*Problem*.
Decide whether each statement below agrees with the truck forum thread. Answer yes or no for each, and quote the words of the thread that decide it. 1. AstroZomBEE's newest truck is a 2015 F550 with a 16' bed. 2. jim lyon says both of his Ram 5500's have more than 40,000 miles. 3. Barry says he has been unhappy with the V12.

*Page excerpt*.
=======

# Latest Truck Build



## swarm_trapper (Jun 19, 2003)

Nice truck! Why a gasser?


----------



## AstroZomBEE (Aug 1, 2006)

New diesels suck with emissions and def systems, very high maintenance replacing egr valves


----------



## RAK (May 2, 2010)

Hows the power in the gasser? Fuel economy?


----------



## MNbees (May 27, 2013)

nice truck but why ford?
http://i1293.photobucket.com/albums/b598/cbehlke/photo5_zpsddc9589d.jpg


----------



## AstroZomBEE (Aug 1, 2006)

We have a dodge 5500 as well, it has been back to the shop so many times for the 4wd system and def. That was one of the reasons we tried a ford.


----------



## sqkcrk (Dec 10, 2005)

MNbees said:


> nice truck but why ford?
> http://i1293.photobucket.com/albums/b598/cbehlke/photo5_zpsddc9589d.jpg


Nice looking set of photos.


----------



## Mr.Beeman (May 19, 2012)

Did you happen to compare the Ford against a comparable Chevy? Last I knew the Chevy got better gas mileage and more horsepower. Nice looking truck.... the barrels, not so much. lol


----------



## jim lyon (Feb 19, 2006)

I have a couple of Ram 5500's and really like them but neither has over 40,000 miles yet. I can't say I disagree with AZB, though. Diesel engines may have lots of torque which is awesome when you are towing but their reliability is way over rated and the drive train warranties are the same as gas powered. Factor in the higher fuel price, the $9,000 premium you are paying at the time of purchase and the inconvenience of fueling at large truck stops at times and worrying about fuel geling in the winter. I know I'm going to look hard at gas before my next purchase.


----------



## AstroZomBEE (Aug 1, 2006)

Mr.Beeman said:


> Did you happen to compare the Ford against a comparable Chevy? Last I knew the Chevy got better gas mileage and more horsepower. Nice looking truck.... the barrels, not so much. lol


Chevy does not make a 5500


----------



## G B (Nov 6, 2009)

AstroZomBEE said:


> Here is my newest truck, 2015 F550, Gas Powered, 4wd, 16' bed.
> 
> Getting shipped to Florida with empty barrels for the Pepper Extraction.
> 
> https://www.facebook.com/1328390934...2839093484489/562303507204710/?type=3&theater


I would be very curious about the power and fuel mileage also. Jim L. Talked me into a ford 6.0 diesel :lpf: it has been a pain. I am looking to replace it soon and have been thinking about a gasser.also. Please post your results. Thanks much


----------



## Barry (Dec 28, 1999)

Does it have their newer 8 in it or the V12? I've been very happy with the V12 over the last 10 years.


----------



## jim lyon (Feb 19, 2006)

G B said:


> I would be very curious about the power and fuel mileage also. Jim L. Talked me into a ford 6.0 diesel :lpf: it has been a pain. I am looking to replace it soon and have been thinking about a gasser.also. Please post your results. Thanks much


You must mean the 6.ohhhhhhh****


----------



## Sadler91 (Nov 6, 2011)

Get them bulletproofed and they are pretty reliable....so I have heard lol


----------



## sqkcrk (Dec 10, 2005)

=======

*Data rows*.
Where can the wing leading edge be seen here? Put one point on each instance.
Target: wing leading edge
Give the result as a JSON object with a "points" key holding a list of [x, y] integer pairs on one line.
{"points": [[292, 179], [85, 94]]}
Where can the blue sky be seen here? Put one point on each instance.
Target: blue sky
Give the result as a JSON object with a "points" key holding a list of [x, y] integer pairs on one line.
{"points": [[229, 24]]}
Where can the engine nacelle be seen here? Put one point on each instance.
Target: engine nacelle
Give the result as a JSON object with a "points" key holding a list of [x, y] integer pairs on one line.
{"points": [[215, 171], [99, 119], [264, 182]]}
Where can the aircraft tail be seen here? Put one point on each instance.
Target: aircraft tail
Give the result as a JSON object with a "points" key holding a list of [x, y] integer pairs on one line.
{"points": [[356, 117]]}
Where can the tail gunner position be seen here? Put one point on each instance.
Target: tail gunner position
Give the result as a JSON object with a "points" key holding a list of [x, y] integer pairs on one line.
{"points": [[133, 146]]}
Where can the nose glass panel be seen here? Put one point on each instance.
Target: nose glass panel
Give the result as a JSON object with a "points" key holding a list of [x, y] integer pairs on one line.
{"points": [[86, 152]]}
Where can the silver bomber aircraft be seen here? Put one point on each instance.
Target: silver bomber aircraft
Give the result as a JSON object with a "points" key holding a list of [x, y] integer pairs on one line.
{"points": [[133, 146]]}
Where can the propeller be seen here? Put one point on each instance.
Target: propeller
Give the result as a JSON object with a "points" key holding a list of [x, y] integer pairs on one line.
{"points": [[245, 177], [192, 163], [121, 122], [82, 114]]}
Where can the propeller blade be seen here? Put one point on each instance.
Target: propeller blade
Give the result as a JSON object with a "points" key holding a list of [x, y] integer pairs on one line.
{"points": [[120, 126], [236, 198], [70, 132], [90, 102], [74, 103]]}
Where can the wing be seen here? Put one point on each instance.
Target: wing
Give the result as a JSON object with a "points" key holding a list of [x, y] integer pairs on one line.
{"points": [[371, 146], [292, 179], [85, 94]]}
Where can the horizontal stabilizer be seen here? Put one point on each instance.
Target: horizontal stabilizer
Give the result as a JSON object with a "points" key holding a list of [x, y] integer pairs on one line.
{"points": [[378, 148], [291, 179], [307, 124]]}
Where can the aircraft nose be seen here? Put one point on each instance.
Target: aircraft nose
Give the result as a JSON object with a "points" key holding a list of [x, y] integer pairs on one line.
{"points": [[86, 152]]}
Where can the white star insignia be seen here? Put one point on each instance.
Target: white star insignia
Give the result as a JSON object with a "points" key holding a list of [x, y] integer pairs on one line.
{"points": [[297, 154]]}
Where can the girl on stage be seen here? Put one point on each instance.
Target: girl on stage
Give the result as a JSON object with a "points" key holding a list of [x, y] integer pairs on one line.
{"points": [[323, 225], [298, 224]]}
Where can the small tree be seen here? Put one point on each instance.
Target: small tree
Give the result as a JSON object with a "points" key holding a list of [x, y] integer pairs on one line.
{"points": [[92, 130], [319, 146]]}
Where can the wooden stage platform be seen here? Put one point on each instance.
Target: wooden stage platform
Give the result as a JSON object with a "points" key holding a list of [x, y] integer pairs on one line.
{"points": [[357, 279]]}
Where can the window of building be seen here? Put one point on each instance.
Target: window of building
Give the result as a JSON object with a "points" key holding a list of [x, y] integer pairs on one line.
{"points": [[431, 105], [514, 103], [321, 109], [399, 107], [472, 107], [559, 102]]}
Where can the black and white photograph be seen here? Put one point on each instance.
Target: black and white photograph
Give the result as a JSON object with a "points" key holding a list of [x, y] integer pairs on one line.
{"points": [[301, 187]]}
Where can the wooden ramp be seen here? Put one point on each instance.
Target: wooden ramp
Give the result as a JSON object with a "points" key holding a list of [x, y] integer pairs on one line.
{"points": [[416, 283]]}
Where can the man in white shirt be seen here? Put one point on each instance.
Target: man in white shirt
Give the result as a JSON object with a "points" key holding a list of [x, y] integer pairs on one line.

=======

*Solution to the problem*.
1. Yes: "Here is my newest truck, 2015 F550, Gas Powered, 4wd, 16' bed."
2. No: "I have a couple of Ram 5500's and really like them but neither has over 40,000 miles yet."
3. No: "I've been very happy with the V12 over the last 10 years."